Exercise directions: Return every line of the data below that contains the word "monument".

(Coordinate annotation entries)
━━━━━━━━━━━━━━━━━━━━━━━━━━━━━━
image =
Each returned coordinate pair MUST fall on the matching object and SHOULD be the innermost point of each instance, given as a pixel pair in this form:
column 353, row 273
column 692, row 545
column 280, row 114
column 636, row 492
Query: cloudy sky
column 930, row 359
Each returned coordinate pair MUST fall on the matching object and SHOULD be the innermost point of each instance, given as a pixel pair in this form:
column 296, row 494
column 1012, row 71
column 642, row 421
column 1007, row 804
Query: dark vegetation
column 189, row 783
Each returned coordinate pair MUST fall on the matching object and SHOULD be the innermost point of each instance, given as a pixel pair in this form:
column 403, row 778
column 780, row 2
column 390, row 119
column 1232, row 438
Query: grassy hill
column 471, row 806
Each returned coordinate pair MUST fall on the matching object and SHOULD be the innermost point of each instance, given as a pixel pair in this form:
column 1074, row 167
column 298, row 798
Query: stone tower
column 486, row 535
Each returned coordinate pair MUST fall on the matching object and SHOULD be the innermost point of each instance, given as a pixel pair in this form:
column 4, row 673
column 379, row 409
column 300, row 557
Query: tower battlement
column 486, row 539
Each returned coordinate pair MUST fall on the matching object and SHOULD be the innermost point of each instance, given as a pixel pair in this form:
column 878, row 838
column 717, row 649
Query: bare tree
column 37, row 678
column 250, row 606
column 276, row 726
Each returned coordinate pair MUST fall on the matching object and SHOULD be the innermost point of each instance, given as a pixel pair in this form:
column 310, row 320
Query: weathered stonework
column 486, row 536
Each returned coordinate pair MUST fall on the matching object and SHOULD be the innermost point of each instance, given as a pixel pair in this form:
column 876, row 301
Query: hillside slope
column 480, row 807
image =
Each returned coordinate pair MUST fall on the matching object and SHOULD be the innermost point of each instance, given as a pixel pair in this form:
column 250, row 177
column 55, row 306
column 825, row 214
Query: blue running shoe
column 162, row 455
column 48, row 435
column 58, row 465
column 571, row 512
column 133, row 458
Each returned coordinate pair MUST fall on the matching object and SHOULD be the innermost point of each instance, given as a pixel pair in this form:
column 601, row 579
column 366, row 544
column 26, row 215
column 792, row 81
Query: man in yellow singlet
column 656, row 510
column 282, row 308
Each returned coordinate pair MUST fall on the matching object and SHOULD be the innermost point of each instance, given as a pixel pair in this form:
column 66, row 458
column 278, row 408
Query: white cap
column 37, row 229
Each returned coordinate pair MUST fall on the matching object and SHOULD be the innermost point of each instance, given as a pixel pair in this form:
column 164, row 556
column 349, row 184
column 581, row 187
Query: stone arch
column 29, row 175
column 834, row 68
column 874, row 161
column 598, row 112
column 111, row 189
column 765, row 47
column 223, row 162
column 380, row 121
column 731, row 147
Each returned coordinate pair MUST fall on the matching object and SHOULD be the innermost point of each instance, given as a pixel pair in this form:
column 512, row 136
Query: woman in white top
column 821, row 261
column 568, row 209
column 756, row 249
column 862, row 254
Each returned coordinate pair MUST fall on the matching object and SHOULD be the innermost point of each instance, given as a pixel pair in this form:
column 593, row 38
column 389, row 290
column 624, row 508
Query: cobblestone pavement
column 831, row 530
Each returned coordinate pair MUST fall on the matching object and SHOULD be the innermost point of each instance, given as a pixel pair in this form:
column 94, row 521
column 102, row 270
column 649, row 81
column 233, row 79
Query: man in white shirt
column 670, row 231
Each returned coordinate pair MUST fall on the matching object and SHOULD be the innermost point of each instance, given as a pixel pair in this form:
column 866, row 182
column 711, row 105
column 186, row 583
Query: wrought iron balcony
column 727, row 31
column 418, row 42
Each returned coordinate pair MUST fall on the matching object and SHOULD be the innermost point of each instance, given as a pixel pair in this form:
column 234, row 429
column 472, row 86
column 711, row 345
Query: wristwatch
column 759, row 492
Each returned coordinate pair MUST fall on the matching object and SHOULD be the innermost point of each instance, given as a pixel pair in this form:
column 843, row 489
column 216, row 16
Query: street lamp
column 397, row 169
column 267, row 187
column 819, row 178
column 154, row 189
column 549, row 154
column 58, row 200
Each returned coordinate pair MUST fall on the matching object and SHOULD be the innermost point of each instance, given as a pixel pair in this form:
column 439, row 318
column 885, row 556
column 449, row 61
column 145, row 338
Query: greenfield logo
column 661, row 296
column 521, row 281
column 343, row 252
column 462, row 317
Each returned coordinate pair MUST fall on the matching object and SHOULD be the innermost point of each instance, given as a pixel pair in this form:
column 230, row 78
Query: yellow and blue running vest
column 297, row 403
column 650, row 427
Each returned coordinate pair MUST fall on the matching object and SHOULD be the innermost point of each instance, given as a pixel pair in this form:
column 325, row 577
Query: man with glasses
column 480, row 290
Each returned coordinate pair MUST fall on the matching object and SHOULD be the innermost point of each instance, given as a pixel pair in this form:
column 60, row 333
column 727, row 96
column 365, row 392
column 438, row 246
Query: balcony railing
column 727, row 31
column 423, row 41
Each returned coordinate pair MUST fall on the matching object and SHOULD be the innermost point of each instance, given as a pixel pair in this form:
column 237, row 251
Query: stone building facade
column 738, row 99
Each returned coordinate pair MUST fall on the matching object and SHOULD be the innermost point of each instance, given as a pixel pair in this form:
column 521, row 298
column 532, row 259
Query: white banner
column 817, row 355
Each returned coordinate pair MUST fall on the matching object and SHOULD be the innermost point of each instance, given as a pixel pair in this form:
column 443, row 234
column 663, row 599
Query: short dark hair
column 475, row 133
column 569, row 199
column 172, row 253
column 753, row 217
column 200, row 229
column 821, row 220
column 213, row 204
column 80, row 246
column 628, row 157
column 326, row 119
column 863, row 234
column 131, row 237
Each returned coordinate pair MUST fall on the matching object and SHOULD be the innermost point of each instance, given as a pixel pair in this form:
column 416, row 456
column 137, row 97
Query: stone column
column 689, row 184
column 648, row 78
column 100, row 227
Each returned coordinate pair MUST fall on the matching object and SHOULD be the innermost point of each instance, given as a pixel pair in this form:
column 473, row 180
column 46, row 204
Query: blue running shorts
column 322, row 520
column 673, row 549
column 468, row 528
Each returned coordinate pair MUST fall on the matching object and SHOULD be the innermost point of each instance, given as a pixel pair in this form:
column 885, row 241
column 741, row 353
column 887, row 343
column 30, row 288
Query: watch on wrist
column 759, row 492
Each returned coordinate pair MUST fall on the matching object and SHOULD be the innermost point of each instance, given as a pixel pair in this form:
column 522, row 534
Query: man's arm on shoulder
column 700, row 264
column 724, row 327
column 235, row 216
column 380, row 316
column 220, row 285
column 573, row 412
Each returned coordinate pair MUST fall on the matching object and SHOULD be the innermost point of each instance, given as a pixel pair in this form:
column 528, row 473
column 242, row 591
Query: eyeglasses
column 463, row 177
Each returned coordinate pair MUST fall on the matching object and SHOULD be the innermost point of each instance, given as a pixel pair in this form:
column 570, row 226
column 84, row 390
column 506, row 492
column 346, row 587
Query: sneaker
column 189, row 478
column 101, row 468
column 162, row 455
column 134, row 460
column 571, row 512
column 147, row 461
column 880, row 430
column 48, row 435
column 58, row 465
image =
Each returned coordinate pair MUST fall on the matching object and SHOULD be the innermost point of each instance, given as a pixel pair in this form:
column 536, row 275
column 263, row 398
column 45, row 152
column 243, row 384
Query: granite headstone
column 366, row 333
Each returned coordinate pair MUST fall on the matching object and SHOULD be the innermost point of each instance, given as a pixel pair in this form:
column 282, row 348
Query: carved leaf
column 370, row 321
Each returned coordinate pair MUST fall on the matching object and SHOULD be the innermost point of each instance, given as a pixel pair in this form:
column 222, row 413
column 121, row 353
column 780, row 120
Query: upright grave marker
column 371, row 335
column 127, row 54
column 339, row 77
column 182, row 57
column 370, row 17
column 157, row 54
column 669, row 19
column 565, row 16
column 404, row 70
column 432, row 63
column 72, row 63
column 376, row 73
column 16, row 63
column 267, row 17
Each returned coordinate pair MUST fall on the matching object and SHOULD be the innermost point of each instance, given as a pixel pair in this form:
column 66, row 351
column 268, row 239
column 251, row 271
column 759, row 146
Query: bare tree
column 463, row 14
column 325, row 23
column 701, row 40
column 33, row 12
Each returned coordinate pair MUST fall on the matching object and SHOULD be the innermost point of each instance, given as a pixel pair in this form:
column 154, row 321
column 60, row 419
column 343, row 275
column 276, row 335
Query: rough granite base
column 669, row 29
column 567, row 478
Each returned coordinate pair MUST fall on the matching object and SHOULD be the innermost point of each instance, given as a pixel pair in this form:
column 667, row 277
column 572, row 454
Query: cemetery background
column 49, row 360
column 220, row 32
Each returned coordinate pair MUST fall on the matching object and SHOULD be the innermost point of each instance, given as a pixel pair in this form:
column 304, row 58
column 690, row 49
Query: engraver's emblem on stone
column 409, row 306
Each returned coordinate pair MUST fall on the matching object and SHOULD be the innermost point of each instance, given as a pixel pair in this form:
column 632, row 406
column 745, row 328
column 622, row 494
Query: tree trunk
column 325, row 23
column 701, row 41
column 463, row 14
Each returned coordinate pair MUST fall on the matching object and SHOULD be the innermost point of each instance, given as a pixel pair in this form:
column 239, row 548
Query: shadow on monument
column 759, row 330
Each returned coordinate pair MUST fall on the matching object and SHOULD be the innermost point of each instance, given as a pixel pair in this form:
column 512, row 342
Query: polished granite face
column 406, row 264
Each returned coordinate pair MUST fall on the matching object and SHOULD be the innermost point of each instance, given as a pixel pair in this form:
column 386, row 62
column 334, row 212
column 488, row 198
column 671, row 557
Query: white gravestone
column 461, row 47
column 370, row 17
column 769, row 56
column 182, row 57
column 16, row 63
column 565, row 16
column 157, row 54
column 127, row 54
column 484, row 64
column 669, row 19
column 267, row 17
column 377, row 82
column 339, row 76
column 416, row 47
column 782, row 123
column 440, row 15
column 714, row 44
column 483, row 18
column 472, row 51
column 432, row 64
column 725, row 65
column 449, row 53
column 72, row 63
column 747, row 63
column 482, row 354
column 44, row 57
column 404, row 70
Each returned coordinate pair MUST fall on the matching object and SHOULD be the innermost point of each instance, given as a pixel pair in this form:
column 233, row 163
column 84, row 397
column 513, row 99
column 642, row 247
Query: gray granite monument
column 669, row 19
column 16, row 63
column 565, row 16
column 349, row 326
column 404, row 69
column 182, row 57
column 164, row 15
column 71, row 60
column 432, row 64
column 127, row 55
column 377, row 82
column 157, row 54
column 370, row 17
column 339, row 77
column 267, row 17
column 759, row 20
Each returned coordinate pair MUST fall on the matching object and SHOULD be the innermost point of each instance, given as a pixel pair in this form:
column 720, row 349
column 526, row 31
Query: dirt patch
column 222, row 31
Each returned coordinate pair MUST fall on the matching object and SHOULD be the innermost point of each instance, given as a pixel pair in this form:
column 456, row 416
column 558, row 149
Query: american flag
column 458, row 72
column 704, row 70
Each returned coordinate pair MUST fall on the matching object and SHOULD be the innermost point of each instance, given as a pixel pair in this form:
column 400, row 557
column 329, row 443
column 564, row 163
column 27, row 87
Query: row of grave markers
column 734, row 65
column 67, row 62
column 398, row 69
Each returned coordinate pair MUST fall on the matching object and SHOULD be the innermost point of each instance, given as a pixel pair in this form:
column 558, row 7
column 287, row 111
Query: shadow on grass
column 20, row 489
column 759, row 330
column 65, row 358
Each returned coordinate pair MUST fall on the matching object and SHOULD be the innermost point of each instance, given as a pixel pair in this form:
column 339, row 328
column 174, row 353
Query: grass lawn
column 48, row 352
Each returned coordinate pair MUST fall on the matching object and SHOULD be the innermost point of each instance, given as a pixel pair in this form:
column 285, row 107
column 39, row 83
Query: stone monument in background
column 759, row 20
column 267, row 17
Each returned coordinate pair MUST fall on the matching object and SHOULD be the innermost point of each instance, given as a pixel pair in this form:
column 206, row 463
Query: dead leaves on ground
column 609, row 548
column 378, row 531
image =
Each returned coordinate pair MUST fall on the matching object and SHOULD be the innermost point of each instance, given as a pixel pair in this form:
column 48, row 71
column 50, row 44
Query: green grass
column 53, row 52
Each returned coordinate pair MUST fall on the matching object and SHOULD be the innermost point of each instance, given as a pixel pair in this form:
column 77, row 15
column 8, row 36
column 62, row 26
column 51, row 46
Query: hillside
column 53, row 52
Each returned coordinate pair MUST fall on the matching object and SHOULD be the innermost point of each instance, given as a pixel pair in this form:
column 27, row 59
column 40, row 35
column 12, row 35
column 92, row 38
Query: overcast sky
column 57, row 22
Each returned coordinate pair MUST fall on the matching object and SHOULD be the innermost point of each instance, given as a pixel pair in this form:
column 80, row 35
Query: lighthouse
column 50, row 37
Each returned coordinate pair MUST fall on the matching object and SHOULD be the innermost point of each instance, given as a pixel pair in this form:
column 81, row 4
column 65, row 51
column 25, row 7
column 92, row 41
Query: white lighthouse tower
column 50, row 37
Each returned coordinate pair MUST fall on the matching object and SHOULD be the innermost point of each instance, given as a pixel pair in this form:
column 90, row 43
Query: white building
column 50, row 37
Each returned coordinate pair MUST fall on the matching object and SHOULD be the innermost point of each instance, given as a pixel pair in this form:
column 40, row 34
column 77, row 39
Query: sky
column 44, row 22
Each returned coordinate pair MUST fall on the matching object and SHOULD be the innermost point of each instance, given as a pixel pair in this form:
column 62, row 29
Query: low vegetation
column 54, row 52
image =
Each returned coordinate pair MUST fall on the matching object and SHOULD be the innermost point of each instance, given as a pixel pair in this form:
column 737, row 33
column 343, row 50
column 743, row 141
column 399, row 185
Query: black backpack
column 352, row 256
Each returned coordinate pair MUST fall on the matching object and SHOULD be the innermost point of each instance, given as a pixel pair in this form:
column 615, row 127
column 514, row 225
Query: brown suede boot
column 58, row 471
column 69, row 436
━━━━━━━━━━━━━━━━━━━━━━━━━━━━━━
Full solution:
Query: shadow on monument
Query: gray granite monument
Query: stone monument in background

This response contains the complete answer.